Count the lines in the listing that contain the word "logo". Reply with the number only.
─── Data lines
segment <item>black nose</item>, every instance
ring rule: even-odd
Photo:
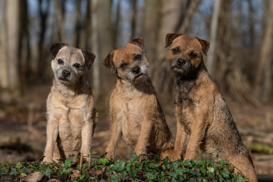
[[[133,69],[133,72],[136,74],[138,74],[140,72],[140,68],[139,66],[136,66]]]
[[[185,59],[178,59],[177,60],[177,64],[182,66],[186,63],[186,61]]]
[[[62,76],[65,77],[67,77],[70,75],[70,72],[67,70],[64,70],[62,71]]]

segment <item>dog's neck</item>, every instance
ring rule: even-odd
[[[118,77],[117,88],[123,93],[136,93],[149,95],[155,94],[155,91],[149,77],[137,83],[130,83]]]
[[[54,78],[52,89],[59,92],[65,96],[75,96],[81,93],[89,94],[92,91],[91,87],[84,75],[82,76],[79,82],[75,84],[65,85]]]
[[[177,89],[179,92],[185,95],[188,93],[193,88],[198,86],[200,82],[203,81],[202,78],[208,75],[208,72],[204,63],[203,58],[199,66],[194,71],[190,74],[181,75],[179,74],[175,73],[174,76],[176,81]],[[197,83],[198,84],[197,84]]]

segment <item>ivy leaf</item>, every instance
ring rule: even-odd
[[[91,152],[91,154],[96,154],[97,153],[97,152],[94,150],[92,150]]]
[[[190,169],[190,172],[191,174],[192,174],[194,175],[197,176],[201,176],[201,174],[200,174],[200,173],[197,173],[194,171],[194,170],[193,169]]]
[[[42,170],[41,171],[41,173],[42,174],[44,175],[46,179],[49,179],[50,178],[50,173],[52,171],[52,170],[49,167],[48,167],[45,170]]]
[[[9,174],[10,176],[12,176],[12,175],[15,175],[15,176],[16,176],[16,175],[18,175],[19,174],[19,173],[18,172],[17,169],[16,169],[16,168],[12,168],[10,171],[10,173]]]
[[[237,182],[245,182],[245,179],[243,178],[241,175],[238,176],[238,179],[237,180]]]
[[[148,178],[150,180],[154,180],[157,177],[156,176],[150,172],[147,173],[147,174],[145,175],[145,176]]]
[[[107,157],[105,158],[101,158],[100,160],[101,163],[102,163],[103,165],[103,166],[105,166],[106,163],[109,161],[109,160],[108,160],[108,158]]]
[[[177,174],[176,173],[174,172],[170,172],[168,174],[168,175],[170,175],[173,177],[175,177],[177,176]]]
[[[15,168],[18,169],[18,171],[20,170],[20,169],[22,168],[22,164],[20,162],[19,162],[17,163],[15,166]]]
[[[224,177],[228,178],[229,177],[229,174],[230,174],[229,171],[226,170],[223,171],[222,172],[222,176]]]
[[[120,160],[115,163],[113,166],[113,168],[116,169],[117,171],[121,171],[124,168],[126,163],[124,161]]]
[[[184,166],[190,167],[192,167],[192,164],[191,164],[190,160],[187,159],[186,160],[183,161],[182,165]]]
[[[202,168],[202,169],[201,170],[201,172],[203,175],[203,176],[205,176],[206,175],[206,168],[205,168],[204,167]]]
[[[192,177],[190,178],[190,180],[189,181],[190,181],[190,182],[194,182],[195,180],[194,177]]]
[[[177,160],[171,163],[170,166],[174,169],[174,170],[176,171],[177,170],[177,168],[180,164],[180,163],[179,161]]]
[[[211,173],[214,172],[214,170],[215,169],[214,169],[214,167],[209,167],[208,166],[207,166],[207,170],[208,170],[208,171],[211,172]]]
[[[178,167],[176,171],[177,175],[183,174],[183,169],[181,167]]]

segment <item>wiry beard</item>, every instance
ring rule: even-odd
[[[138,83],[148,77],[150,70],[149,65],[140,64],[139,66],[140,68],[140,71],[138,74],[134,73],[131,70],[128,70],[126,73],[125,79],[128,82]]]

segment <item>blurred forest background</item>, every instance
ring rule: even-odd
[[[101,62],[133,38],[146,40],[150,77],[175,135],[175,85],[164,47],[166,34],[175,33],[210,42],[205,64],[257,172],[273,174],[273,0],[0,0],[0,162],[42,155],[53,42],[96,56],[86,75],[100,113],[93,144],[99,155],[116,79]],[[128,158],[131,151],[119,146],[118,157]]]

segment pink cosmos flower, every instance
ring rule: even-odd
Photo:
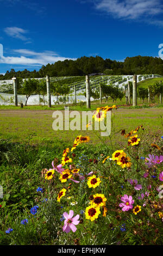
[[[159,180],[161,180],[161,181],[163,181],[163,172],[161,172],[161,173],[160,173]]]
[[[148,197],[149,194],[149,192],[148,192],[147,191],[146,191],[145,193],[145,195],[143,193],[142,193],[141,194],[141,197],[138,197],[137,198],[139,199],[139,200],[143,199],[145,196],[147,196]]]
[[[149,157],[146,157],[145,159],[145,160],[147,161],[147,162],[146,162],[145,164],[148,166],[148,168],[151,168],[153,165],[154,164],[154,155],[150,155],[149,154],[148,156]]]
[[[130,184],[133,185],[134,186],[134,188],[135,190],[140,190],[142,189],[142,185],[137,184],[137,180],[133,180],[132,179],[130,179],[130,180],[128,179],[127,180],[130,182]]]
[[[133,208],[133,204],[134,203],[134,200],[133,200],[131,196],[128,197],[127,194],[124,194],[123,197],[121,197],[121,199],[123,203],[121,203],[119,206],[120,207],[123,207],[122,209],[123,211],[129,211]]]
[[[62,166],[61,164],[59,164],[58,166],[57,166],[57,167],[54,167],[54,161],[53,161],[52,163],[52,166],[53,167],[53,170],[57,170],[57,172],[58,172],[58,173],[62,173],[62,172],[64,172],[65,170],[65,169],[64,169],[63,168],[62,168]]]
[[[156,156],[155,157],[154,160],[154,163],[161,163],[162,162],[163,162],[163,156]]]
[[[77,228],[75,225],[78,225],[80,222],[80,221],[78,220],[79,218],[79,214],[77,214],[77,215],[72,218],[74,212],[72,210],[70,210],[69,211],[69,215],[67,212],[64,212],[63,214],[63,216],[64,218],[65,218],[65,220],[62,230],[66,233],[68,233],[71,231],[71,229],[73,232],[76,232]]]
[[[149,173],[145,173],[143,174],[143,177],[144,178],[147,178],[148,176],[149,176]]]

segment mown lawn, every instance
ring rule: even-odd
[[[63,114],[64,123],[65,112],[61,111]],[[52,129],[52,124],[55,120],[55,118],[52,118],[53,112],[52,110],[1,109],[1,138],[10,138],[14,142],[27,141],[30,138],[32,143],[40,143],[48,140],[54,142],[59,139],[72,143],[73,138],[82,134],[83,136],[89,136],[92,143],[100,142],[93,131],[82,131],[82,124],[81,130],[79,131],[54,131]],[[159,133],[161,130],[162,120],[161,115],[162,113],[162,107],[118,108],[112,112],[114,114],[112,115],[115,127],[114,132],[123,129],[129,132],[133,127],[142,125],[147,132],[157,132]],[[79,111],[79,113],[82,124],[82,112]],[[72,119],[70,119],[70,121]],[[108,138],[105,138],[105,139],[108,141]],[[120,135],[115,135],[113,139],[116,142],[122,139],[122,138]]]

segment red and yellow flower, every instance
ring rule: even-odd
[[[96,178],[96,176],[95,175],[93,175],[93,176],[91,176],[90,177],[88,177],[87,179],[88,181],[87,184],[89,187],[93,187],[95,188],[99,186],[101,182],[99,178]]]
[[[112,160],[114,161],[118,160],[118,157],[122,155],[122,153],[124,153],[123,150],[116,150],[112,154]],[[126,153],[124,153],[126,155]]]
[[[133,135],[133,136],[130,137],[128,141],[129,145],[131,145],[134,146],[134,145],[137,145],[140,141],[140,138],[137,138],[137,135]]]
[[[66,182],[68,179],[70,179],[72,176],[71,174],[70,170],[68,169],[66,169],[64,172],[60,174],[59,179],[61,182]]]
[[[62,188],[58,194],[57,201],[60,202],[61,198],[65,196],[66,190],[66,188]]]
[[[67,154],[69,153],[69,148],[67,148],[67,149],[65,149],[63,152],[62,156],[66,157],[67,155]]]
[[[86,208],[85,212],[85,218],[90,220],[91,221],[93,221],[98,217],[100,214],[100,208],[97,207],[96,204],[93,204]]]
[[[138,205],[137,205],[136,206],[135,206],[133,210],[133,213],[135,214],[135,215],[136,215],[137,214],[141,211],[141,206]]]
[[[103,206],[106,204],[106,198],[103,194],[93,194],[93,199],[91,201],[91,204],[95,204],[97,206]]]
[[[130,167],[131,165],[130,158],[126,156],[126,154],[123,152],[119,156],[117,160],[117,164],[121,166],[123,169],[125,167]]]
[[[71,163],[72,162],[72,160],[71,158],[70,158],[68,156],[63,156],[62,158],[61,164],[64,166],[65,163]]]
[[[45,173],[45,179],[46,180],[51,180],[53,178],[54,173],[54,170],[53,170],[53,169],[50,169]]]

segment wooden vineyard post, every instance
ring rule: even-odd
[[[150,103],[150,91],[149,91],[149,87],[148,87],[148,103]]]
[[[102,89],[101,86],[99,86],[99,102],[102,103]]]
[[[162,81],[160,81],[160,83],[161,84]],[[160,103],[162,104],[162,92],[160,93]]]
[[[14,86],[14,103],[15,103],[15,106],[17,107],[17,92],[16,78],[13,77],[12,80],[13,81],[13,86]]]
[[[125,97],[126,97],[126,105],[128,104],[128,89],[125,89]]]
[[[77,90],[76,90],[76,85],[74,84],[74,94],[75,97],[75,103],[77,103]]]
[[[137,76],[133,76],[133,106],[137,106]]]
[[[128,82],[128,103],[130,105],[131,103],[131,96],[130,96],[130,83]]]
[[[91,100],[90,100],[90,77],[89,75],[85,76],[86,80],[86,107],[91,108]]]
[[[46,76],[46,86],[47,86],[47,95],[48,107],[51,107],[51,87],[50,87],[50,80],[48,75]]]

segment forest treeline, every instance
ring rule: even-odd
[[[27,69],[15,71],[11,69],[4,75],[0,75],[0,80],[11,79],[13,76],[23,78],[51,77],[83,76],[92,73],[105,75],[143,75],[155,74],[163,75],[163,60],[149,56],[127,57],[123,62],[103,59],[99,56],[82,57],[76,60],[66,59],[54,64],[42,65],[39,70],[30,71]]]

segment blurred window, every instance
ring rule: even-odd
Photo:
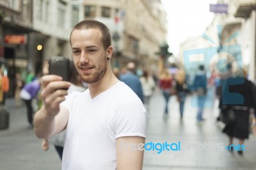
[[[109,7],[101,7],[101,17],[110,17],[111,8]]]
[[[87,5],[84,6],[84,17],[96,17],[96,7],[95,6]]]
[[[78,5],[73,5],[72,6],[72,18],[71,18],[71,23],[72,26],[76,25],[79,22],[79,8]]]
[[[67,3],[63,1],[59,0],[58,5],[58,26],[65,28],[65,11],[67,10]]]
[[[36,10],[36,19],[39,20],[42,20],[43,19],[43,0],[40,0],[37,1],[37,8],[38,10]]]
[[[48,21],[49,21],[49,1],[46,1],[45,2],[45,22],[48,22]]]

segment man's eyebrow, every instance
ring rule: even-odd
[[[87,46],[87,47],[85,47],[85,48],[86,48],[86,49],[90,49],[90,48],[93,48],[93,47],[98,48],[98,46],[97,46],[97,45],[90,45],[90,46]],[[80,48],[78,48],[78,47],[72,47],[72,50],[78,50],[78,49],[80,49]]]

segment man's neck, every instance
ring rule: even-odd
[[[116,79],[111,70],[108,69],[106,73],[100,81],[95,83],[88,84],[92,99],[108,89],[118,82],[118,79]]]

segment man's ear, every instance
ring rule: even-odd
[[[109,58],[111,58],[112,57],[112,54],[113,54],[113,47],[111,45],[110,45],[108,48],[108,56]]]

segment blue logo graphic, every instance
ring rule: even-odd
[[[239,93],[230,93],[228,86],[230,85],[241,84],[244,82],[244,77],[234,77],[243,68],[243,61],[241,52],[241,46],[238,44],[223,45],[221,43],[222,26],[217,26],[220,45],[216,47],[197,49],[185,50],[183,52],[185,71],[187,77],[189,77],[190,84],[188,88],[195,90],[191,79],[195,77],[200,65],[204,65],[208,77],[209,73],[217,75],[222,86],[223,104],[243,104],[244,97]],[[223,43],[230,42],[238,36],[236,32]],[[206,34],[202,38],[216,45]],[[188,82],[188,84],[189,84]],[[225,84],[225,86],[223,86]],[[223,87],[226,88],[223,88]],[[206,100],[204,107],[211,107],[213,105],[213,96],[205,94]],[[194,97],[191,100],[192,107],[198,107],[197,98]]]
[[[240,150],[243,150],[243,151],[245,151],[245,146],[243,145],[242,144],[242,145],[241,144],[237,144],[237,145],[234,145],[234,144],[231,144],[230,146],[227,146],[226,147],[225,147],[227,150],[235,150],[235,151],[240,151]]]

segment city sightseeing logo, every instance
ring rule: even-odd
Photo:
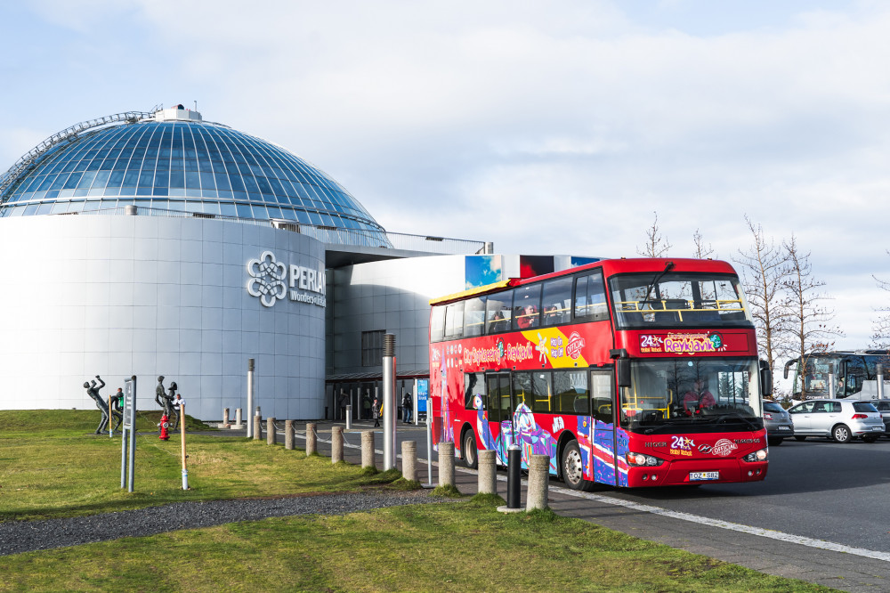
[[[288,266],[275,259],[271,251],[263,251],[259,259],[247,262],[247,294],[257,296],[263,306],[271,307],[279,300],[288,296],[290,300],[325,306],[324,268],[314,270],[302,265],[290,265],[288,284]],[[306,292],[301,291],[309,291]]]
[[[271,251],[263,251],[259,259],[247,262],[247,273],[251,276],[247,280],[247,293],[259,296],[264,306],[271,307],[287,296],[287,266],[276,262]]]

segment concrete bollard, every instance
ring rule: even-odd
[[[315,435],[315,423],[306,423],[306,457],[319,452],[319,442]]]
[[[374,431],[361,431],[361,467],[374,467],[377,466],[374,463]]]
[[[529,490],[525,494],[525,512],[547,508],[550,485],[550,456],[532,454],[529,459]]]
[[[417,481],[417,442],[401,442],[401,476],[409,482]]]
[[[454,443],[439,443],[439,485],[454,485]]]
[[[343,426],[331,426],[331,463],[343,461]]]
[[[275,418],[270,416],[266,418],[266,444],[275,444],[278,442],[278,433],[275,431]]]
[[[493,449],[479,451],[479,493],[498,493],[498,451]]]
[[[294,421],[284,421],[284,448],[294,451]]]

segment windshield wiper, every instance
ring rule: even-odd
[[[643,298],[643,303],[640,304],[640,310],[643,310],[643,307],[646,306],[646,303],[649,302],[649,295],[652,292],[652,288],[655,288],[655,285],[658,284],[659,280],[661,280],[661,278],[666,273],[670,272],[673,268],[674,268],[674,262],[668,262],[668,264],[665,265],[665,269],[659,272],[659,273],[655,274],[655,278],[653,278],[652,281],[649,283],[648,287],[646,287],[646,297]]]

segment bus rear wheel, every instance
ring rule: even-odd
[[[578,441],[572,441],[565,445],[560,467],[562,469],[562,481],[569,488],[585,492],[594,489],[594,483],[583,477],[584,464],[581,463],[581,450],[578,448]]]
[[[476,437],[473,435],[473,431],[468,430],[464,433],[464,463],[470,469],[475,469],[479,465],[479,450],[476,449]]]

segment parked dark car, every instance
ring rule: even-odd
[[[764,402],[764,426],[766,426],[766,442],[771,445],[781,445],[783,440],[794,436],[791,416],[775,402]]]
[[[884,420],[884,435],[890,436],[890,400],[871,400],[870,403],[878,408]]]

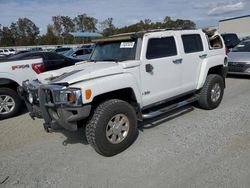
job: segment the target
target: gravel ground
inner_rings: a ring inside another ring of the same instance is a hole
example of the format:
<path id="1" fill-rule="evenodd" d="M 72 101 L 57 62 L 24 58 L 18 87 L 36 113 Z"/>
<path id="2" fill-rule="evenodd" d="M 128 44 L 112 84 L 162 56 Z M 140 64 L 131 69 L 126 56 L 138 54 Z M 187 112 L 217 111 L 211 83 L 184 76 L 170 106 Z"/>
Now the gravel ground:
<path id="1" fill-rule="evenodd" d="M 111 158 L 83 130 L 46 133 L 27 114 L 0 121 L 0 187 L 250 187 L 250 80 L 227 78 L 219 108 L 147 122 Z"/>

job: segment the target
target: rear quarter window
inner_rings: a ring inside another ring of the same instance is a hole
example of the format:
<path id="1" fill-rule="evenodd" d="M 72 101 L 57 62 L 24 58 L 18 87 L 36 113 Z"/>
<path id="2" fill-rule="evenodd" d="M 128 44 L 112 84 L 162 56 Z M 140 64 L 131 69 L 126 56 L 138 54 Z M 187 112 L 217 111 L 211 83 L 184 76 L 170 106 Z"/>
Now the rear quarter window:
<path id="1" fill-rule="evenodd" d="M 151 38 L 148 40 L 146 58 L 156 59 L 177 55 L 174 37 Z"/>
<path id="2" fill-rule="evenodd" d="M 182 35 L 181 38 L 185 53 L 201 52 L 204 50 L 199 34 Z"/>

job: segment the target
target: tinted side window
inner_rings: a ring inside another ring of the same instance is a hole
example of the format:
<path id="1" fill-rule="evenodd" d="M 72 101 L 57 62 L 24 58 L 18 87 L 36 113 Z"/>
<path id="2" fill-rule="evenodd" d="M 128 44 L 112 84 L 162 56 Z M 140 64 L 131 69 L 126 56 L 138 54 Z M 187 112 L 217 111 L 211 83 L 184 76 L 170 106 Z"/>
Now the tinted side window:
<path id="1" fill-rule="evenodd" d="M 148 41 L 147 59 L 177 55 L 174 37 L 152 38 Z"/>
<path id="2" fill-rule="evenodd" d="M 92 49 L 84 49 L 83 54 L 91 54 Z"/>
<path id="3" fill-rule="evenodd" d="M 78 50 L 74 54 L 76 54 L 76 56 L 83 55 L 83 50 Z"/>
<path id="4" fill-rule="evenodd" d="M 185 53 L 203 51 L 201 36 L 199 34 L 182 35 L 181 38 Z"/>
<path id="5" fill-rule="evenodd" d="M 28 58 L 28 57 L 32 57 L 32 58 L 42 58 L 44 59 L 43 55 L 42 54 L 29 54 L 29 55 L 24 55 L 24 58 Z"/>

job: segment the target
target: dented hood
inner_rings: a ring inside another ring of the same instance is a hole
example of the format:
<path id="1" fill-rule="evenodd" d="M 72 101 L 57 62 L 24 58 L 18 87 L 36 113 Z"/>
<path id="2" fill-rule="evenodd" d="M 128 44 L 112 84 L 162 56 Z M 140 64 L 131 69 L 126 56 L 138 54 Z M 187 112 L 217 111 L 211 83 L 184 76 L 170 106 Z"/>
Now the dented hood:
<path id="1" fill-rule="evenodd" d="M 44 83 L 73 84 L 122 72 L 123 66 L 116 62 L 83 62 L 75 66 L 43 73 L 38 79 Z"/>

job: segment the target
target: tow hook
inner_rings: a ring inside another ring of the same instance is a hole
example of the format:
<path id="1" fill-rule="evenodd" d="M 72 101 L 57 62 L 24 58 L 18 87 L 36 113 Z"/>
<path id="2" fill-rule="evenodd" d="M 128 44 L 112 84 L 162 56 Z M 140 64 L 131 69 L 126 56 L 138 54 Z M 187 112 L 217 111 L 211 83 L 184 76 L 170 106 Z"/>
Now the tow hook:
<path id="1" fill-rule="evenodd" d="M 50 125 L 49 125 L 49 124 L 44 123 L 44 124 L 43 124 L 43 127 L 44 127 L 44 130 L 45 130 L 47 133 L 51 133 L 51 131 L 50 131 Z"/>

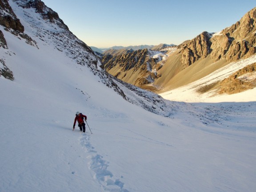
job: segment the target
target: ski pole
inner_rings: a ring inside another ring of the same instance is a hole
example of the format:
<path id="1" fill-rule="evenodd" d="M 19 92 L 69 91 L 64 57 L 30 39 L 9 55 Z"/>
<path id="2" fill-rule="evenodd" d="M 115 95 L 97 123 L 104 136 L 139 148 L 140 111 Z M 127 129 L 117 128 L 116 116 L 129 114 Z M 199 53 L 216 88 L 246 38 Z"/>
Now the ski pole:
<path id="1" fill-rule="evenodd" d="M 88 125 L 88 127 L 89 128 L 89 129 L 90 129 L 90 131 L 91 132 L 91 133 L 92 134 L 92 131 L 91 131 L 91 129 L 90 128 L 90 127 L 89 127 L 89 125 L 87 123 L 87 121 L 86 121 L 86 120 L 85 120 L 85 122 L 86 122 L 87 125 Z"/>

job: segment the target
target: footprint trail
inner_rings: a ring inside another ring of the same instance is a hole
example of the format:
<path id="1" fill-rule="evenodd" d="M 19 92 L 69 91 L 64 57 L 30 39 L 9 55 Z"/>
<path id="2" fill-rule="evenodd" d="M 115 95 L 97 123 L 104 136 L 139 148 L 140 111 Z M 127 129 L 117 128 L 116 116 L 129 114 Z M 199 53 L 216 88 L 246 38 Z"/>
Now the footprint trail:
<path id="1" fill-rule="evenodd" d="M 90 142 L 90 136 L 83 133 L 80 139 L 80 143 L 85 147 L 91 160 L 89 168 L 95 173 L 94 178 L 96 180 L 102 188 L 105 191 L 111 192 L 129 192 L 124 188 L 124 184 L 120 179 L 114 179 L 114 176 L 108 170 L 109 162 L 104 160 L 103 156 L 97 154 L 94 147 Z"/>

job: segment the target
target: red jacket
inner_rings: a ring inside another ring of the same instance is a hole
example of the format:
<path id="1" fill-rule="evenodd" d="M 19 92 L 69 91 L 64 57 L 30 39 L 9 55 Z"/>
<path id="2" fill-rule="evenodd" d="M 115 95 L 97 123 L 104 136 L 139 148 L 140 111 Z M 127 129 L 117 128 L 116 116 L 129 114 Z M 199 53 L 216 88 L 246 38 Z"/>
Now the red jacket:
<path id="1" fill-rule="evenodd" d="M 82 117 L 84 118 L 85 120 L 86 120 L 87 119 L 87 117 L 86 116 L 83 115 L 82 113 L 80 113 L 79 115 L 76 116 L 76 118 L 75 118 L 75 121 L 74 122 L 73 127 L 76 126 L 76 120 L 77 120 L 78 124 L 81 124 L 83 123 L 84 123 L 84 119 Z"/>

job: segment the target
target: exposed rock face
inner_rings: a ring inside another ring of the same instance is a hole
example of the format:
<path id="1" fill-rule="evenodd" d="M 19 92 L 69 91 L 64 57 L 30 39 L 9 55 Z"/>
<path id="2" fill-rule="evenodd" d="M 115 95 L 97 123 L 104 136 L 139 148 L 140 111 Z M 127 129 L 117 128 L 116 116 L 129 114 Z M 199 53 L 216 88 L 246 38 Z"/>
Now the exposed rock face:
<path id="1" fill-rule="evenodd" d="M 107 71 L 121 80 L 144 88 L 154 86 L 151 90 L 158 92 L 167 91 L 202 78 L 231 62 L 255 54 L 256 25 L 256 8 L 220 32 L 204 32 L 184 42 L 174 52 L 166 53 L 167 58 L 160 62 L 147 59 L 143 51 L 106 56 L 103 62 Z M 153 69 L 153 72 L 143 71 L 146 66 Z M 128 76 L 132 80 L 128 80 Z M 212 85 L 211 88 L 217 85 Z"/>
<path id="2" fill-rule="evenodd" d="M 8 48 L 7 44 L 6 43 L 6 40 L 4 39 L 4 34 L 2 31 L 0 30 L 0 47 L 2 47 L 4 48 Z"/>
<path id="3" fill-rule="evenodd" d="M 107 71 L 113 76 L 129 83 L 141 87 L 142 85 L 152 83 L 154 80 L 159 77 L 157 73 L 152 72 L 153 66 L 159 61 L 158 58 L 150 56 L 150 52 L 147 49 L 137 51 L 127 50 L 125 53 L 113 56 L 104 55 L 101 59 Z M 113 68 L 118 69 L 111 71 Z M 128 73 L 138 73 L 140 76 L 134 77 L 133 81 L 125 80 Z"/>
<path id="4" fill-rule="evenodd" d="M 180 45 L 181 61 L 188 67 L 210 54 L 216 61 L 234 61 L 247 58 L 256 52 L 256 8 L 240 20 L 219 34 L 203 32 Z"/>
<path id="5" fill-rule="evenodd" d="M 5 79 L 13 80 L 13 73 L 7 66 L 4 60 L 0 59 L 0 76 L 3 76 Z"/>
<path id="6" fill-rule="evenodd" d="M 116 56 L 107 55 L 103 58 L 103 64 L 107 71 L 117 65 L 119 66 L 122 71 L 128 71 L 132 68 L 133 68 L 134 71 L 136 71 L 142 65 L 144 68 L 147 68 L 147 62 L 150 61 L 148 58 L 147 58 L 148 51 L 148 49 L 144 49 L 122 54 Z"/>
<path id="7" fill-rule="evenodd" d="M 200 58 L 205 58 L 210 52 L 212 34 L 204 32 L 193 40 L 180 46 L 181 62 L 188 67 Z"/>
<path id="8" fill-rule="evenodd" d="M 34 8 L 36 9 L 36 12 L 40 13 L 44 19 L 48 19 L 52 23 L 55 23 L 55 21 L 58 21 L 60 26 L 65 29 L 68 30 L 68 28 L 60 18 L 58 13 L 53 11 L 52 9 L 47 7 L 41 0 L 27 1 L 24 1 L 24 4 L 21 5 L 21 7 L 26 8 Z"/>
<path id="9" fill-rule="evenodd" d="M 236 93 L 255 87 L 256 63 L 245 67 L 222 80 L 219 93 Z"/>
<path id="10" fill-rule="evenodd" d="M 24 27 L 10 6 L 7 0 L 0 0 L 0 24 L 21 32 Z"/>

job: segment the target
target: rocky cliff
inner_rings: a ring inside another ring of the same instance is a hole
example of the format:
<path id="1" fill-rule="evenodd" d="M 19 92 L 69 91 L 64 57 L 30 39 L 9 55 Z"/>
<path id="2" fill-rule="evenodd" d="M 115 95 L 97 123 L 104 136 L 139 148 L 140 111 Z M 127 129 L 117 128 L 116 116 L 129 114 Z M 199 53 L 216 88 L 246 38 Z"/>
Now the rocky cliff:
──────
Result of this exercise: 2